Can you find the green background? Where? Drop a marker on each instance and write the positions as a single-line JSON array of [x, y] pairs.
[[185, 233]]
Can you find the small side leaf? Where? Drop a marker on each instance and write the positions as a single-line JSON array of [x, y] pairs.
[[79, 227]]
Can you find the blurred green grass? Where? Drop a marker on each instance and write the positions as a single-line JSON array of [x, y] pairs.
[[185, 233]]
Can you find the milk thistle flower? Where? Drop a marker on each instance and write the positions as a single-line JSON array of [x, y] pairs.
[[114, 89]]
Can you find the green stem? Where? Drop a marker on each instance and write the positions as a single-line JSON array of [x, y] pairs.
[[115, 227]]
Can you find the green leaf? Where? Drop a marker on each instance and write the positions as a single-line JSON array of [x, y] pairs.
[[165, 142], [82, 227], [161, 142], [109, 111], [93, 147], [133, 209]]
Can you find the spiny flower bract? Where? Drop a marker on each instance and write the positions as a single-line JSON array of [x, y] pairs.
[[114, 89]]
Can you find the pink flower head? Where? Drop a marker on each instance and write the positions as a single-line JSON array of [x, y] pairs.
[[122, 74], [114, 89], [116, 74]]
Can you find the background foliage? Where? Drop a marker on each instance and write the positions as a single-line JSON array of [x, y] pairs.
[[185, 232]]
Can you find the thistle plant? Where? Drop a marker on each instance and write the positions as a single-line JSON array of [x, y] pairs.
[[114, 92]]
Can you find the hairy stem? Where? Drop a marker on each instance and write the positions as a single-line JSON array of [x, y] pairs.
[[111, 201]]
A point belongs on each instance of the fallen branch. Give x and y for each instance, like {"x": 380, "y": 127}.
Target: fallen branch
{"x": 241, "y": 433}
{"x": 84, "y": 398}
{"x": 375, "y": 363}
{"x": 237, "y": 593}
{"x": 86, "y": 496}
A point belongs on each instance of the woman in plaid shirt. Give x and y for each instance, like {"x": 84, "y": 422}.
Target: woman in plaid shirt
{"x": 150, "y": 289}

--------------------------------------------------

Please show each line in the records above that contains "like".

▸ Result
A point belongs on each instance of the fallen branch. Give x and y for each instance, like {"x": 380, "y": 127}.
A point belongs on each instance of the woman in plaid shirt. Give x and y for each instance, like {"x": 84, "y": 422}.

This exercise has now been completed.